## Exercise
Quote only the lines that start at the line with "If you could spot the water surface" and run to the end of the entries; omit the pictures.

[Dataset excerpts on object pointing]
----------------

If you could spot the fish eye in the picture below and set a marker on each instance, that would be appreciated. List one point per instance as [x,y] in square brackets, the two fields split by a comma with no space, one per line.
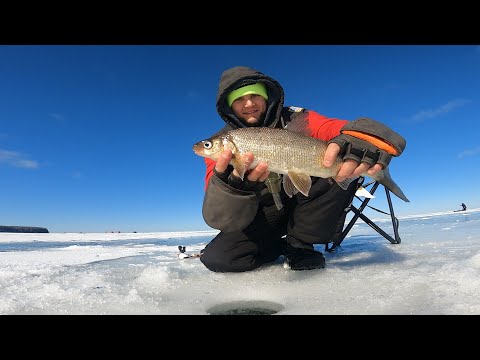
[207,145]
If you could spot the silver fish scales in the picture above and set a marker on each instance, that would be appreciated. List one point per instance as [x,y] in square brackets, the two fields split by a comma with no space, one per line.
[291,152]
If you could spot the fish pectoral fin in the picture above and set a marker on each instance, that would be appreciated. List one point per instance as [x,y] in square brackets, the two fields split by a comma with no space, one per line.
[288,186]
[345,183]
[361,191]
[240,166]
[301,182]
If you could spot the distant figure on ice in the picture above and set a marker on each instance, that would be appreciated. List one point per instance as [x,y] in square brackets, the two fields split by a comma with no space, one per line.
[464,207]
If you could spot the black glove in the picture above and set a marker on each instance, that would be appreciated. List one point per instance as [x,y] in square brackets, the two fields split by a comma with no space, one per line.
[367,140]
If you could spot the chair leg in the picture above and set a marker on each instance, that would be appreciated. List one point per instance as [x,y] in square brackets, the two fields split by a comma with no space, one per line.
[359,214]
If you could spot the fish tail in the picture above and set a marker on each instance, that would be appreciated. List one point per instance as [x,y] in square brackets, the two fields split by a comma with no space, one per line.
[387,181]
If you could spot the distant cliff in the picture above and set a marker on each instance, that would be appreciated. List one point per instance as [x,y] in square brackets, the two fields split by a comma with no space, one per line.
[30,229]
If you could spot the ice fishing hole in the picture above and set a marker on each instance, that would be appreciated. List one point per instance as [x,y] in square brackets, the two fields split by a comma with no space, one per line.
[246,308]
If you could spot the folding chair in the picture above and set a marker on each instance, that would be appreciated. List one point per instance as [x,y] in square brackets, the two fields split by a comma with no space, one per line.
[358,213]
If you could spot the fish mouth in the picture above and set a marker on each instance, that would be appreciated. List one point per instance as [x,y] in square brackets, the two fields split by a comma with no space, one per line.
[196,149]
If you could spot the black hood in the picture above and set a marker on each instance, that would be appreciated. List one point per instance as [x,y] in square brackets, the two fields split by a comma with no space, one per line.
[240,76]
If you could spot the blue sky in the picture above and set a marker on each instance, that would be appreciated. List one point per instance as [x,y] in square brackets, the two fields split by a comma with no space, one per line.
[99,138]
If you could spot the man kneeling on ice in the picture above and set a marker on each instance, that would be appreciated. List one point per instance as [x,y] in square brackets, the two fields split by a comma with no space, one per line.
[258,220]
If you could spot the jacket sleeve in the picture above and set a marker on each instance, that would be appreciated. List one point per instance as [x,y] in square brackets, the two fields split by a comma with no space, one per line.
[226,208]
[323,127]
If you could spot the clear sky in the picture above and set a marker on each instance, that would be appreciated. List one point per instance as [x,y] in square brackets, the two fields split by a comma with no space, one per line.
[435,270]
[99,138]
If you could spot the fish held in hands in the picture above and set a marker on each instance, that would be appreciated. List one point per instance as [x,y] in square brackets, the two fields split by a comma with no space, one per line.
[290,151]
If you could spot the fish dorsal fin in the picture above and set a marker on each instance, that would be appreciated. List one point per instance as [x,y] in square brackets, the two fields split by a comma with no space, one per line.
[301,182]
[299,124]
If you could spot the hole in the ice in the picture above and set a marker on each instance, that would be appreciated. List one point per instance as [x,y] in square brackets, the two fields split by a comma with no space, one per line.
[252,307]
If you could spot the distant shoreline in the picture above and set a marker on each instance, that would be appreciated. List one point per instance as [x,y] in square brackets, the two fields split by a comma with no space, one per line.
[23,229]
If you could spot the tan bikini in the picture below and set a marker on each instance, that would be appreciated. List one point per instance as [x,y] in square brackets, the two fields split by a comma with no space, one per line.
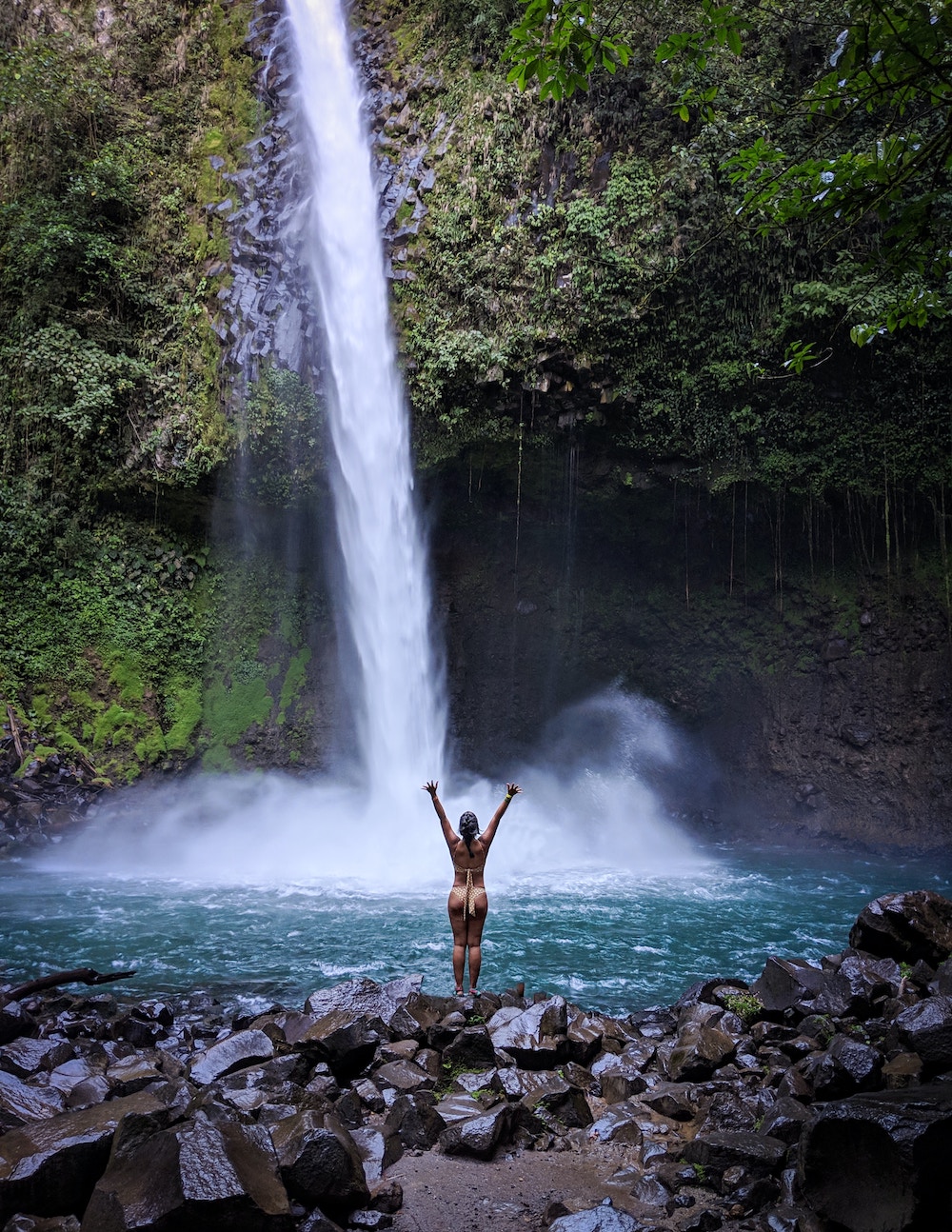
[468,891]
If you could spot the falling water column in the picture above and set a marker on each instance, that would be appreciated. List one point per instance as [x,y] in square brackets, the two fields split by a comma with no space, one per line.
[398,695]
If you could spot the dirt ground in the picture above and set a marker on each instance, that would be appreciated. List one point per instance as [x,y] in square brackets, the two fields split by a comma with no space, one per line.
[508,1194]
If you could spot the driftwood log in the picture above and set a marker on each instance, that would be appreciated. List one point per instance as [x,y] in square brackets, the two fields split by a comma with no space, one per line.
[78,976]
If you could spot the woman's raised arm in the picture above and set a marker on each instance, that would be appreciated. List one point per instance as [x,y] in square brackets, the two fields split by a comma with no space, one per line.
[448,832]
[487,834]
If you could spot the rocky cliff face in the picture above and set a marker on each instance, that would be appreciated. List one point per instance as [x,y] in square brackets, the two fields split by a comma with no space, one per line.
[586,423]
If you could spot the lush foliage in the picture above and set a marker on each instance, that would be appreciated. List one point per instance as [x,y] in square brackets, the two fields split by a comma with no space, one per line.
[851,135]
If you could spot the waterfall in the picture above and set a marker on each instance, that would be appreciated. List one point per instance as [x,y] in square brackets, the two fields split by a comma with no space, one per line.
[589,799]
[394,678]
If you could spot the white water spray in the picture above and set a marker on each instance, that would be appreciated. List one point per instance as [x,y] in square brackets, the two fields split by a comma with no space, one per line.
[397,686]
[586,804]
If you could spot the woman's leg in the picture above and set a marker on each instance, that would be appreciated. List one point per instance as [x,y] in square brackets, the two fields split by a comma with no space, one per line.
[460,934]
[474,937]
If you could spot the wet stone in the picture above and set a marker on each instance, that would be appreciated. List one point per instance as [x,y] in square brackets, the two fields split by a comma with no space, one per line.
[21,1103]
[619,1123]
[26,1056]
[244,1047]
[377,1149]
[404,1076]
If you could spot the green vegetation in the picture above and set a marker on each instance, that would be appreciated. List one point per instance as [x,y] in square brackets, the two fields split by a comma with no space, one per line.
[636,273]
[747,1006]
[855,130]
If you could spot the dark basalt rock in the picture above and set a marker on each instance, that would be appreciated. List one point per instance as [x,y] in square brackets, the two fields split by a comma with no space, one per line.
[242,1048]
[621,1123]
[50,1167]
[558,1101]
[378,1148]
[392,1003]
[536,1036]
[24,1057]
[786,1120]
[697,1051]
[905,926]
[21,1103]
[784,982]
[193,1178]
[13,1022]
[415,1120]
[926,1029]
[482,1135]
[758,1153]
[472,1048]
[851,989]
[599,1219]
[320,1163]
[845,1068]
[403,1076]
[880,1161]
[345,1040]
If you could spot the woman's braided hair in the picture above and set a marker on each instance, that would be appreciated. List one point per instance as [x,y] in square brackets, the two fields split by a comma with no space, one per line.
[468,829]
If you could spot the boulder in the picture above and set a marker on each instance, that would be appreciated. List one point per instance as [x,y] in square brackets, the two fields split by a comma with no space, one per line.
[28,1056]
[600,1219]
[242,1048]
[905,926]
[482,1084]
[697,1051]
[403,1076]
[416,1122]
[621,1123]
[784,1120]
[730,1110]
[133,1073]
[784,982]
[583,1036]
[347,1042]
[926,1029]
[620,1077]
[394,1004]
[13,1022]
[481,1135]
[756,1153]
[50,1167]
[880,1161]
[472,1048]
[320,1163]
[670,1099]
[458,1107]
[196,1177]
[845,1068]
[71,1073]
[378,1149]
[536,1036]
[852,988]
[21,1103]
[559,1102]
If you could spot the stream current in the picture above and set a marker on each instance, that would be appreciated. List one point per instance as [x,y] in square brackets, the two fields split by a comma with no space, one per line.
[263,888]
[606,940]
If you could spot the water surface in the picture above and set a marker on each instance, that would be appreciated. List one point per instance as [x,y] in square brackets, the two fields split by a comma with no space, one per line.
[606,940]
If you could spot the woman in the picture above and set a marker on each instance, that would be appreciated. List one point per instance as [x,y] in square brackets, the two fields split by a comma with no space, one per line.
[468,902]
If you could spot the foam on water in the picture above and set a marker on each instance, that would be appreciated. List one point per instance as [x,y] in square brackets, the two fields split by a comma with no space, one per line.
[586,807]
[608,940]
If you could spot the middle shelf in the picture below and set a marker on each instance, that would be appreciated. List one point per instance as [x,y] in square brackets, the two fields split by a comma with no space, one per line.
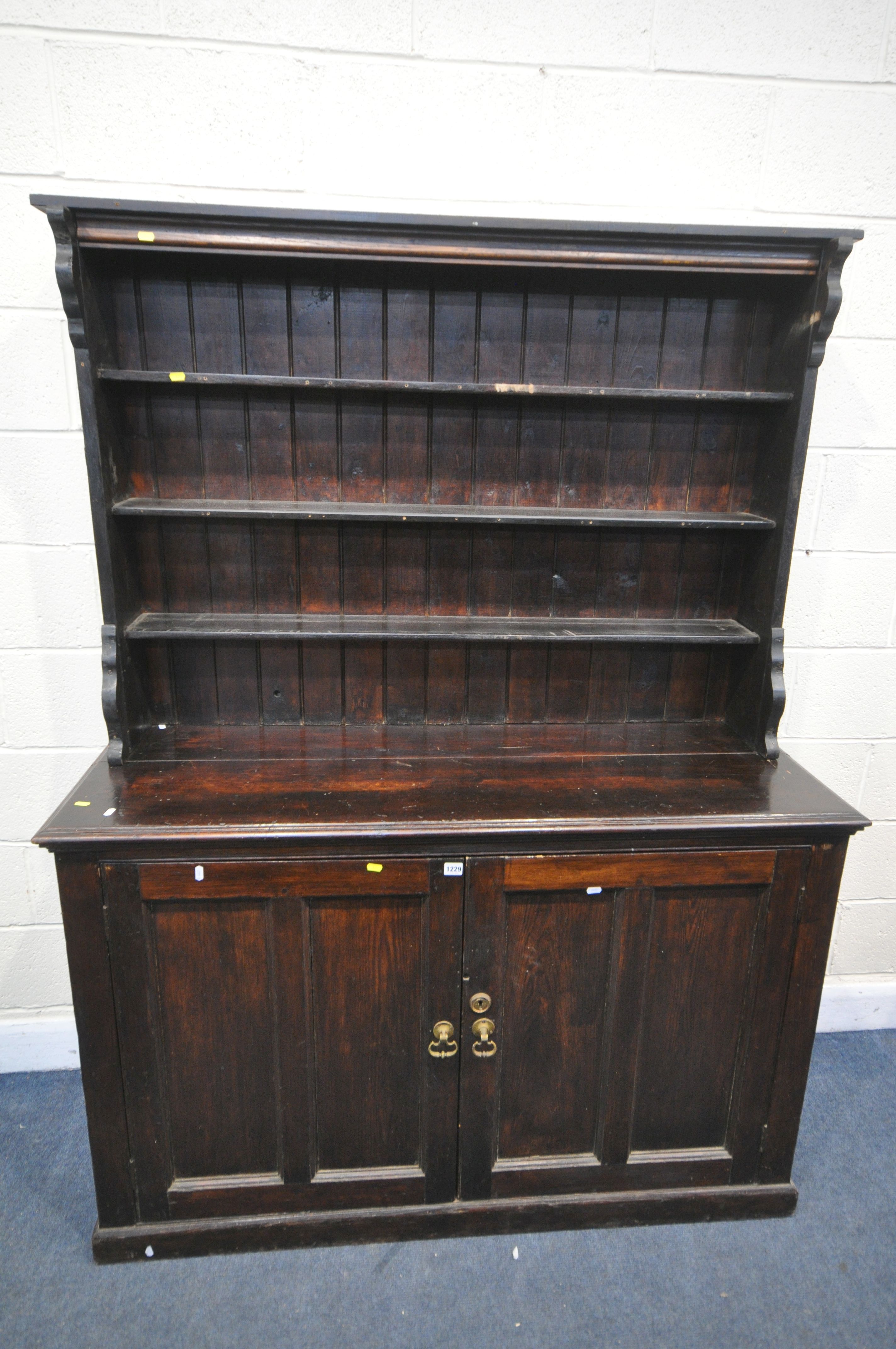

----------------

## Correct response
If you could spot the water surface in the picture above and set a marker on each instance, that would be appreciated. List one point per instance as [x,y] in square brackets, the two fields split by a comma with no space, one per line.
[606,940]
If you could spot the woman in the picture above and set a marker on each instance, that would be appreciated. List one point per instance as [x,y] in square brackets, the two fields split by a comma with no space, one per line.
[468,902]
If you could spot the foam on water in the picture above and set a marker on each instance, that would be appreciated. List one point per instance as [x,y] in square brackets, the two fields split by a comma with no space, one per line.
[586,807]
[608,940]
If you could spot the middle shelf in the picture below and set a marker on each instance, that would be appreciated. List one point per instance as [x,y] in square brackets, the two fields split by a comma with no space, one per line.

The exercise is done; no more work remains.